WORK REQUIRED
Pick out every line in the segmentation labeling entries below that contains the word "cloud", and copy each one. Case counts.

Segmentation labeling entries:
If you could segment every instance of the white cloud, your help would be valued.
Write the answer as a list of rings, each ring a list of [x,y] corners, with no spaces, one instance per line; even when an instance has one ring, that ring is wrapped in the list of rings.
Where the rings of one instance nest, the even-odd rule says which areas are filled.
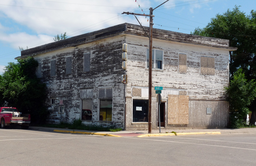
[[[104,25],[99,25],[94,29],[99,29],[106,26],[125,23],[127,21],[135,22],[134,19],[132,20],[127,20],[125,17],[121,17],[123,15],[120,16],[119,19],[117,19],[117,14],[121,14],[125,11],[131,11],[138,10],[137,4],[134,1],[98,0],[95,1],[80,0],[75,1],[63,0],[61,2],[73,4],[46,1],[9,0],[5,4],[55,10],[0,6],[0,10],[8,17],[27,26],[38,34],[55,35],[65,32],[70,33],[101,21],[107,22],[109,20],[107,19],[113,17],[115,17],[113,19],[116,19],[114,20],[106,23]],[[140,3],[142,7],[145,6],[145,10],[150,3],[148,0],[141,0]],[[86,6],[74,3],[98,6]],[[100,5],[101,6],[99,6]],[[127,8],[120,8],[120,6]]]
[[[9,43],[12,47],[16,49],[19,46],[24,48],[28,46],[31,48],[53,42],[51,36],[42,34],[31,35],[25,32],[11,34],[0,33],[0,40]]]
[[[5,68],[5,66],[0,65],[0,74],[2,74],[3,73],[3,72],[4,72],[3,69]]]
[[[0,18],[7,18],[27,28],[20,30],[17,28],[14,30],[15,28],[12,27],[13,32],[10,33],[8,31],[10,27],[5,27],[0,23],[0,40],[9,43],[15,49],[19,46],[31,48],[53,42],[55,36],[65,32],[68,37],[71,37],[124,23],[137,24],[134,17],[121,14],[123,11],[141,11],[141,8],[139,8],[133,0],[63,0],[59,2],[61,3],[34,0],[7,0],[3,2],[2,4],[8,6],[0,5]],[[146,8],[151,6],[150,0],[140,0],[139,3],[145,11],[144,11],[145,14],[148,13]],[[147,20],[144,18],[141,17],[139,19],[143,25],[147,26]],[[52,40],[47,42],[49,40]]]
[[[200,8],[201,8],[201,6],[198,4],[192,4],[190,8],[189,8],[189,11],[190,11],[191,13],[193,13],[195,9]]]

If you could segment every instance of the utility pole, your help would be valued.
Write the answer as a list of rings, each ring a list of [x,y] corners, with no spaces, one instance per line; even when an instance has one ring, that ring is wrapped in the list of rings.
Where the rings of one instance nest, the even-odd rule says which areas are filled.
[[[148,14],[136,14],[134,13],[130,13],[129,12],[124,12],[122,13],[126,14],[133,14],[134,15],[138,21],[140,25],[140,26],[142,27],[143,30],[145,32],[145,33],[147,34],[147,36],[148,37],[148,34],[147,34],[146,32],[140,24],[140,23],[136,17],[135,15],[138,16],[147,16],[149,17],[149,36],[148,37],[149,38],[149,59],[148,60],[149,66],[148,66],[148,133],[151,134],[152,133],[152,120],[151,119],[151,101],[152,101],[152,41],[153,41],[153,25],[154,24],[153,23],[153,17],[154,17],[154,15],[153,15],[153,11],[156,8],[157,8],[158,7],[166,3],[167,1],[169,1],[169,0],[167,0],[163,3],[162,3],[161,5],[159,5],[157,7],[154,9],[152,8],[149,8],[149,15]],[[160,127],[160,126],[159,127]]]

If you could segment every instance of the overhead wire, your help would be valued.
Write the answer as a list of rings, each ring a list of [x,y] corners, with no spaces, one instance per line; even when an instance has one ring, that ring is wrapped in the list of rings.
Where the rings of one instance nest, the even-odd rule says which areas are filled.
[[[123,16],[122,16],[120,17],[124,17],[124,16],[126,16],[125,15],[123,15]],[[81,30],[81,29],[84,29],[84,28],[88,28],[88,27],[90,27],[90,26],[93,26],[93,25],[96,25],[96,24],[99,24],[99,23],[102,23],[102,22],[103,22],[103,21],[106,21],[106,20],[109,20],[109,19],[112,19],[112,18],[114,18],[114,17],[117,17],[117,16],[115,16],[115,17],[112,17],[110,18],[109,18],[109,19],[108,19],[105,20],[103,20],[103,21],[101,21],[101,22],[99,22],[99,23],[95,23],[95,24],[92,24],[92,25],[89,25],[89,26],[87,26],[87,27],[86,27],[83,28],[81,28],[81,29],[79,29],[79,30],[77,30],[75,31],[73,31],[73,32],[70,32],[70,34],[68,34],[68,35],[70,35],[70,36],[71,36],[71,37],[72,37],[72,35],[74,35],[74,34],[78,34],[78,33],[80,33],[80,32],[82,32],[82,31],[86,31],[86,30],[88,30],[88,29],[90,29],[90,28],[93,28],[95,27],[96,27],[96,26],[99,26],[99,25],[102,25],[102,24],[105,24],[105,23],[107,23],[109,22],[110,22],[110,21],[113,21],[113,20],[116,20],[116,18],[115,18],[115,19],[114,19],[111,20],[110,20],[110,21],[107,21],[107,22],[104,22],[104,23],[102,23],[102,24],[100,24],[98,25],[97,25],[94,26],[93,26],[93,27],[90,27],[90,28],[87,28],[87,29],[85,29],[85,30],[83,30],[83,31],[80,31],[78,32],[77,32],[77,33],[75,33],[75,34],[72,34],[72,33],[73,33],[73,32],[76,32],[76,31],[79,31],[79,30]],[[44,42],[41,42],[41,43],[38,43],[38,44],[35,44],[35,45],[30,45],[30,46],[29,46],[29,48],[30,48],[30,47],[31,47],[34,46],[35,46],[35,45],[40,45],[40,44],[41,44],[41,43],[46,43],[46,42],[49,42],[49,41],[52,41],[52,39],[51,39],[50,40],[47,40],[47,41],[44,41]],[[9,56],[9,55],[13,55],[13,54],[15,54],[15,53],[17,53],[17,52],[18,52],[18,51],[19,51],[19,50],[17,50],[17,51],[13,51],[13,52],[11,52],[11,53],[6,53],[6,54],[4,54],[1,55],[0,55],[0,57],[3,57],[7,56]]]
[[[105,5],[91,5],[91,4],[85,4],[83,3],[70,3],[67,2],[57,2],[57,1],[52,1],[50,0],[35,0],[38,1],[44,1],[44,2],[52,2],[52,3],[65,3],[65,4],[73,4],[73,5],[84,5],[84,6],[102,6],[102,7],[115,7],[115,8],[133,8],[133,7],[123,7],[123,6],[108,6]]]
--
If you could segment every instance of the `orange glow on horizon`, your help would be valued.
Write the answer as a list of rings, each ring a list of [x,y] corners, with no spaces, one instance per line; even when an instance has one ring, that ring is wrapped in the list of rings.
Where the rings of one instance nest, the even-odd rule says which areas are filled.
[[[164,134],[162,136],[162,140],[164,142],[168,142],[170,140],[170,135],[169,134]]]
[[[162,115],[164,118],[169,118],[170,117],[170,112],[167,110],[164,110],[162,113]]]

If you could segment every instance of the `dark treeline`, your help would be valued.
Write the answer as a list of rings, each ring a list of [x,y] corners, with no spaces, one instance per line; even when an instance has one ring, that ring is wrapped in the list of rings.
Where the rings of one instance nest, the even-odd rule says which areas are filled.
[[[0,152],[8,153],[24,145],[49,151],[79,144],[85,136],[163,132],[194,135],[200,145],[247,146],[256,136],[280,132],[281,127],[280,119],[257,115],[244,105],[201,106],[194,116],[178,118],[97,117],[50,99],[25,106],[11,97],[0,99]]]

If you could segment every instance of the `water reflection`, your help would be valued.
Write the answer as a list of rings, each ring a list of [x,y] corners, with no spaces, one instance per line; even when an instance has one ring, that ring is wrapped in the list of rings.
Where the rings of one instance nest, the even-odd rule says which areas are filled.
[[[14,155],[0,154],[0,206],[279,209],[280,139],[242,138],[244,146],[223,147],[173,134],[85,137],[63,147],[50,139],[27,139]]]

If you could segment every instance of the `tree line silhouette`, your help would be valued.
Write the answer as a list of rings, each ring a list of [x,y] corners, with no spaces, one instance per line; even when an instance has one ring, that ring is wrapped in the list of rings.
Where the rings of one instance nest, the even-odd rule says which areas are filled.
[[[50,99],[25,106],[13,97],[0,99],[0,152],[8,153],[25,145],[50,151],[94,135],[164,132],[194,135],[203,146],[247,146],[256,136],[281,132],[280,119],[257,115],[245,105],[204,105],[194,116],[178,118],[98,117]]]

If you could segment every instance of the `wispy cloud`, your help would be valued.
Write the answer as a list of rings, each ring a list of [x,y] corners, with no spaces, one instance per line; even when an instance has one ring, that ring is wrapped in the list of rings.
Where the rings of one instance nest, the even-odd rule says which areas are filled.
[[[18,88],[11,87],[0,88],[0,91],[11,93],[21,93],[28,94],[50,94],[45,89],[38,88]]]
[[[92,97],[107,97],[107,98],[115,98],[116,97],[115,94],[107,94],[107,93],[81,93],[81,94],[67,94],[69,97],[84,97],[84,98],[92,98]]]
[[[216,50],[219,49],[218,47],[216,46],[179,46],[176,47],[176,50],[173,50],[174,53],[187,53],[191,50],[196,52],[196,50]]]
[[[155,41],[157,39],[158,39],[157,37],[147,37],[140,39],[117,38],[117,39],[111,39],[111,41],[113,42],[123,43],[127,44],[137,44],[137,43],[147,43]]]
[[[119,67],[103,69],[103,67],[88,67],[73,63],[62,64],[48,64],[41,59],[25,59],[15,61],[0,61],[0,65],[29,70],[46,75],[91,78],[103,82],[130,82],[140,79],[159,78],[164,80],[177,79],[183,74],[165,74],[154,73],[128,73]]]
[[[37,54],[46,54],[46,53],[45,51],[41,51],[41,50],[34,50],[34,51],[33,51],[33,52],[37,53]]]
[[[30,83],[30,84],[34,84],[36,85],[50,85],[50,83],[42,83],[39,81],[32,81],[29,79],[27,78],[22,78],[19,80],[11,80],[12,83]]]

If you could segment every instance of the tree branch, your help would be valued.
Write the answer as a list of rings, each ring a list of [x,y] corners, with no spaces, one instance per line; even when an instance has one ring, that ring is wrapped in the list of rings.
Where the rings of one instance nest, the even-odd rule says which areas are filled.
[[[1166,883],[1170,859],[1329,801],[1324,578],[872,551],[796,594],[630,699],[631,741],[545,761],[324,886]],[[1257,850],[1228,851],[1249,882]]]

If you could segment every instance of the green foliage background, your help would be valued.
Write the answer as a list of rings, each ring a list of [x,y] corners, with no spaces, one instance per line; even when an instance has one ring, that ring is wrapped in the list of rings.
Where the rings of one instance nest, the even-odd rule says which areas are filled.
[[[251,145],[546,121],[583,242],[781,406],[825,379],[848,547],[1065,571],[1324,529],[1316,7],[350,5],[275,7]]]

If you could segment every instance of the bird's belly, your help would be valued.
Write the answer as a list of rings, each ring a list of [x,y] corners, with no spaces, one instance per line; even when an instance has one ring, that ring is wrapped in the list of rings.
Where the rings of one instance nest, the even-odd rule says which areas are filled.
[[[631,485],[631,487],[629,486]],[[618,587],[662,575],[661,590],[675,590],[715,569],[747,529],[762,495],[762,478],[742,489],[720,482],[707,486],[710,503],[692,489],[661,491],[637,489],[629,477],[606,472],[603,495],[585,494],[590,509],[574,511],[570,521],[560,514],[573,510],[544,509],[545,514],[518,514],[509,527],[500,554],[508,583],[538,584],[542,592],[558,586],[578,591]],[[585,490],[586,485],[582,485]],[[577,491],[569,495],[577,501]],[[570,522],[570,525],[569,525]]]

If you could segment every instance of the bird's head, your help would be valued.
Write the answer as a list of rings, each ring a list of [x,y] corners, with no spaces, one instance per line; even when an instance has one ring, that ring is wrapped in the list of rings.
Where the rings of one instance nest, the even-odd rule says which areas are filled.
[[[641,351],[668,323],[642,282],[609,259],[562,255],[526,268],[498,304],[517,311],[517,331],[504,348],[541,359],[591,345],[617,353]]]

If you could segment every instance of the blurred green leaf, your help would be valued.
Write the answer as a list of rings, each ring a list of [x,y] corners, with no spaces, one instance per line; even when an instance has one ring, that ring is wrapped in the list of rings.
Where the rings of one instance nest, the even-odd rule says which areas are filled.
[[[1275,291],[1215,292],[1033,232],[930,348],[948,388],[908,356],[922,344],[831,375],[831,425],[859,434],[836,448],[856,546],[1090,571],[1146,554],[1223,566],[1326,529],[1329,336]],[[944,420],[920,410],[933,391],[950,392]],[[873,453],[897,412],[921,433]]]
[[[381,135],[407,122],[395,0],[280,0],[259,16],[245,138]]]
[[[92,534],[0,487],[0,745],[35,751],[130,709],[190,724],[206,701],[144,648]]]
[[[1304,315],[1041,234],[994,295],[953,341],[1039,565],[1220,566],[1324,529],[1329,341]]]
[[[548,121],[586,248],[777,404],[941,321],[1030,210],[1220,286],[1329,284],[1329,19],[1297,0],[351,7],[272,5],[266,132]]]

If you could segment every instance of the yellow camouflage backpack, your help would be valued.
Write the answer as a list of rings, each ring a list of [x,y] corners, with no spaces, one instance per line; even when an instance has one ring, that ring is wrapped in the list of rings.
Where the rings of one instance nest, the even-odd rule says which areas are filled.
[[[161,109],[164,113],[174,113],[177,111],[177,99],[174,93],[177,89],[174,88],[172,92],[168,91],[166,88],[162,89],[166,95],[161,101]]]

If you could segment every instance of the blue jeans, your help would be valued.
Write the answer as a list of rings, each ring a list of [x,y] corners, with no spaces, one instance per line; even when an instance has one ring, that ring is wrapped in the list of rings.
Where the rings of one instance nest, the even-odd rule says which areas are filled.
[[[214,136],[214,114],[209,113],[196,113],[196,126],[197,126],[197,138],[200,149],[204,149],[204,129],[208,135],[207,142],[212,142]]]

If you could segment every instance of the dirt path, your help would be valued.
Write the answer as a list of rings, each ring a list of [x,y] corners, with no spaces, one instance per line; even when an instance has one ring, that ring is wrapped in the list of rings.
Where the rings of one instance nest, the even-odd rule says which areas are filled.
...
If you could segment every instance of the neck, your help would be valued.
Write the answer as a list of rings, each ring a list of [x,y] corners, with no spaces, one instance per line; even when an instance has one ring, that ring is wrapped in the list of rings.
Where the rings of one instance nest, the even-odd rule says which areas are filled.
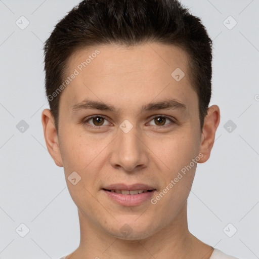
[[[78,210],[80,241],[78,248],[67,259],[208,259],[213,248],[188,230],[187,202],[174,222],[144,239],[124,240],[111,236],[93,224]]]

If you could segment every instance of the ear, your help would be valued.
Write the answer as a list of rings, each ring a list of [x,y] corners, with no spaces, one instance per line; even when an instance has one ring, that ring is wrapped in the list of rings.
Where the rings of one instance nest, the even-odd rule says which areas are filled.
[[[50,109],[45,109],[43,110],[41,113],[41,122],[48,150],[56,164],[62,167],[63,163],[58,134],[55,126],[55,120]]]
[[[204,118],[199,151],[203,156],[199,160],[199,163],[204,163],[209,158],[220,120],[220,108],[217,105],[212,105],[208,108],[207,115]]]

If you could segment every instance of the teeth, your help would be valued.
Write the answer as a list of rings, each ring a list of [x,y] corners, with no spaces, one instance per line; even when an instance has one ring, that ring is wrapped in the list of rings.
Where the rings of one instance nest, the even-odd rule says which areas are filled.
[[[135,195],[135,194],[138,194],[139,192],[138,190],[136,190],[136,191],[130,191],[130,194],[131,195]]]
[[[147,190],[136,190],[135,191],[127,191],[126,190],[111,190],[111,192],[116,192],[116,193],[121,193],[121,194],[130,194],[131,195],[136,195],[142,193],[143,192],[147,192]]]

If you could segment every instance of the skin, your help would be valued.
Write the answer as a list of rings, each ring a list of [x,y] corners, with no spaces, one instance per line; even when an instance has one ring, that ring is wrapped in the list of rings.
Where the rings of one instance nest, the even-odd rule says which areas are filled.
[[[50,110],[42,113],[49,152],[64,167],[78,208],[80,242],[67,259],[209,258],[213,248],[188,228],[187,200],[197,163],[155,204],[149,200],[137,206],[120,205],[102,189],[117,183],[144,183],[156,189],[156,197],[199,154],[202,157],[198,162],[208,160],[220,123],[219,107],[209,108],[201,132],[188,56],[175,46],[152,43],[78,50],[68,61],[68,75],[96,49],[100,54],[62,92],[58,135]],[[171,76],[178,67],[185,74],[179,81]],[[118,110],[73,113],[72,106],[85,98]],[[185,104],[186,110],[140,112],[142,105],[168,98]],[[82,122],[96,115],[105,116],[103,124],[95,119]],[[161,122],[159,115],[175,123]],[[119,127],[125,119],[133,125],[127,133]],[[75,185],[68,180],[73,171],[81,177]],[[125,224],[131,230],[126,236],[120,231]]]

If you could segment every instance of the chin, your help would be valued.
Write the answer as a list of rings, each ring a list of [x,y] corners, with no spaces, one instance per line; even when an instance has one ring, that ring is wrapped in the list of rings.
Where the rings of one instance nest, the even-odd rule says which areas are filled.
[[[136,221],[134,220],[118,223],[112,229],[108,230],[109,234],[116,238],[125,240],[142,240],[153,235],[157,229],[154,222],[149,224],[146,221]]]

RESULT FOR THIS TASK
If you could segment every instance of the white cloud, your help would be valued.
If you could segment every instance of the `wispy cloud`, your help would be valued.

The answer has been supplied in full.